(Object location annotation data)
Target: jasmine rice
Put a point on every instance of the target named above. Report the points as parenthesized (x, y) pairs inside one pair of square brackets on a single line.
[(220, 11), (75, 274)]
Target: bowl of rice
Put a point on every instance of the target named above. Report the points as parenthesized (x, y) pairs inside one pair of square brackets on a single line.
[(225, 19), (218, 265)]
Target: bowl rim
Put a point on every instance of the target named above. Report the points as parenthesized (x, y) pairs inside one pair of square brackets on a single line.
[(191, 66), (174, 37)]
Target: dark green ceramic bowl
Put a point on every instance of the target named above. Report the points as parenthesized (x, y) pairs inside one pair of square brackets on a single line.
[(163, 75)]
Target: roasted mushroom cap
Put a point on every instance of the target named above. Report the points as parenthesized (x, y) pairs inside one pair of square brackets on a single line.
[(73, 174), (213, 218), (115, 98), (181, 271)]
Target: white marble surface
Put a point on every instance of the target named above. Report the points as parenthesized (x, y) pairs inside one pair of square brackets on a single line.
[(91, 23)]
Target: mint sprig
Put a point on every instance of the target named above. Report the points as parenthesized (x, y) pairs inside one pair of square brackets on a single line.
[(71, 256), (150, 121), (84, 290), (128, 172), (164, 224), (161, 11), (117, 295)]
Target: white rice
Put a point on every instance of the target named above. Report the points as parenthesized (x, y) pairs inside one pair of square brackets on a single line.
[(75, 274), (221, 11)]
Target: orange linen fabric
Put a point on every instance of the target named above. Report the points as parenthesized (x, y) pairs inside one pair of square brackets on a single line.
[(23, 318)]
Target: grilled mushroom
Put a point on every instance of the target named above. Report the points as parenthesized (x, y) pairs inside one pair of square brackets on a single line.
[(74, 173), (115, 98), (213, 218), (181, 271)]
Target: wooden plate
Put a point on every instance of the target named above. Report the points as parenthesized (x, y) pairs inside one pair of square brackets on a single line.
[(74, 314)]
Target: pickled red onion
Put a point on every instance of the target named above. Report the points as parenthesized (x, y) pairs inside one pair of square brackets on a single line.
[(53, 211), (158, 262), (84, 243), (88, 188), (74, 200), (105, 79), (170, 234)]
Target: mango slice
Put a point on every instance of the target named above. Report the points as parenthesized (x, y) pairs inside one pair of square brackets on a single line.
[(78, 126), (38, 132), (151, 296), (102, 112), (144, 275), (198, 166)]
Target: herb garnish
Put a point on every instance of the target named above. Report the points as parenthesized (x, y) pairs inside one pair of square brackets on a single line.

PROBLEM DESCRIPTION
Please repeat, word for word, the lines from the one containing "Target: bowl of rice" through the one containing "[(191, 66), (174, 37)]", both included.

PROBLEM SOLUTION
Target: bowl of rice
Put a point on every instance of the target named above. Report the points as parenthesized (x, y) pairs inside one pair of square brackets on a single line.
[(225, 19), (218, 265)]
Target: bowl rim
Put a point on every instance of the target named above. Report the points as parenthesized (x, y) pairs inside one pair of square brackets on a single line.
[(191, 66), (174, 37)]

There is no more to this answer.